◆ **TO-DO LIST**:
(A) From the drone delivery article, output the passage starting at "SF Express intends" and ending at "and delivery times.".
(B) In the drone delivery article, what share of China is made up of mountains, hills, and plateaus?

Start of EXCERPTED TEXT

A subsidiary of SF Holdings, which owns giant courier firm SF Express, has been granted the first license for delivering goods via drones. Testing of drones for logistics is already underway by several companies in China including retailer JD.com, which opened its own first UAV distribution center the previous day, but this is the first time that a company will legally be able to make real deliveries to customers.

The East China Regional Administration of the Civil Aviation Administration of China gave a provisional (or pilot, if you will) license to Jiangxi Fengyu Shuntu Technology Company, a subsidiary of SF Holdings on 27 March according to Xinhua (in Chinese). The permit allows the company to make deliveries.

SF Express intends to create a three-stage airborne delivery network. Firstly planes will transport large quantities of goods nationwide, then large drones will distribute goods locally and small-scale UAVs will make deliveries to customers.

Rural areas stand to gain the most from drone deliveries in China. Areas with dense populations already have rapid ground-based courier networks. SF Express has been investing heavily in its capabilities and equipment. It has been buying and leasing aircraft as part of an air freight network and has recently acquired its own airport to create a major hub. China is a mountainous country. Mountains, hills, and plateaus make up 70% of the country meaning vast regions are difficult to access by road. Drones offer a new way for delivery companies to improve their coverage and delivery times.

End of EXCERPTED TEXT
Start of DATA PROVIDED

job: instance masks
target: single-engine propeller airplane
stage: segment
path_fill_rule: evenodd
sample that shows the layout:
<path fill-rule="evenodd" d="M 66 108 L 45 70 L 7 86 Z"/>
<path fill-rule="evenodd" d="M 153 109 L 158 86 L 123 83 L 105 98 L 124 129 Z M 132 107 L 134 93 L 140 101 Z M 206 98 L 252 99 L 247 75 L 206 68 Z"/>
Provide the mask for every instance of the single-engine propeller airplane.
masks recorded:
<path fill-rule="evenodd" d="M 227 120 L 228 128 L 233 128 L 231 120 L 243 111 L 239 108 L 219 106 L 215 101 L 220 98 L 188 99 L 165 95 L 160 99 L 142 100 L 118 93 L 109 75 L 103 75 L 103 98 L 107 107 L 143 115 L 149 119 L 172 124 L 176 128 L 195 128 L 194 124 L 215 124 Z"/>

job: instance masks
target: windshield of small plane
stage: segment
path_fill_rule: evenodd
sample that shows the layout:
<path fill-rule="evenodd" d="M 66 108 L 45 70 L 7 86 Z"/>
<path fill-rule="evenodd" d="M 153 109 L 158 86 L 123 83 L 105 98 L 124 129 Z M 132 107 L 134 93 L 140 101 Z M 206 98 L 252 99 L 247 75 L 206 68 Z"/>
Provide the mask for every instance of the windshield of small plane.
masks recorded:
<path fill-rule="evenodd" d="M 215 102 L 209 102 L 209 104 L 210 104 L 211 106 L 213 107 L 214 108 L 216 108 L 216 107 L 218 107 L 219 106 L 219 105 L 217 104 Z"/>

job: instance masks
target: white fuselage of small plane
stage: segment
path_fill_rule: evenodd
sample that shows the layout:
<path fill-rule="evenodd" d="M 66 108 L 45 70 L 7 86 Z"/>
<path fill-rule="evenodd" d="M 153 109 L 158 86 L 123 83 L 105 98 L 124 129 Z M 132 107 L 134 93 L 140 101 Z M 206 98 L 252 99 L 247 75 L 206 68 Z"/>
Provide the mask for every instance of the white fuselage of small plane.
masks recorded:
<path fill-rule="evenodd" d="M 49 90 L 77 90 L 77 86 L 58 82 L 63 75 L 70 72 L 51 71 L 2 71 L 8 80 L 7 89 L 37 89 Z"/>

End of DATA PROVIDED

◆ **TASK SOLUTIONS**:
(A)
SF Express intends to create a three-stage airborne delivery network. Firstly planes will transport large quantities of goods nationwide, then large drones will distribute goods locally and small-scale UAVs will make deliveries to customers.

Rural areas stand to gain the most from drone deliveries in China. Areas with dense populations already have rapid ground-based courier networks. SF Express has been investing heavily in its capabilities and equipment. It has been buying and leasing aircraft as part of an air freight network and has recently acquired its own airport to create a major hub. China is a mountainous country. Mountains, hills, and plateaus make up 70% of the country meaning vast regions are difficult to access by road. Drones offer a new way for delivery companies to improve their coverage and delivery times.

(B) 70%